_MATERIALS PROVIDED_:

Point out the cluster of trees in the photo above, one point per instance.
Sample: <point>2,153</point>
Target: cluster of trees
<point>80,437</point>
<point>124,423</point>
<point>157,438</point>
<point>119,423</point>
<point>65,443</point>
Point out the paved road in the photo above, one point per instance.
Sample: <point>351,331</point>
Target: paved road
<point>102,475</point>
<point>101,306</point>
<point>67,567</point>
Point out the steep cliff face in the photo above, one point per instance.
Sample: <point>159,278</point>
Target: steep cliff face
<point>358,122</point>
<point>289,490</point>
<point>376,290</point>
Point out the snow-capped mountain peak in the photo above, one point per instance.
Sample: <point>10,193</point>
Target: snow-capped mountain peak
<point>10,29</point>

_INSTRUCTIONS TO FOLLOW_: Reproduce the data verbatim, from the line containing "Point out the steep" through the final line of the data, including both.

_RESULT OF THIS EXERCISE_:
Point out the steep cliff face in the photo above, one point per instance.
Sample: <point>159,278</point>
Target: steep cliff face
<point>358,122</point>
<point>289,490</point>
<point>376,290</point>
Point out the snow-capped mountain peak in the photo above, one point per instance.
Sample: <point>10,193</point>
Target: snow-capped mountain peak
<point>10,29</point>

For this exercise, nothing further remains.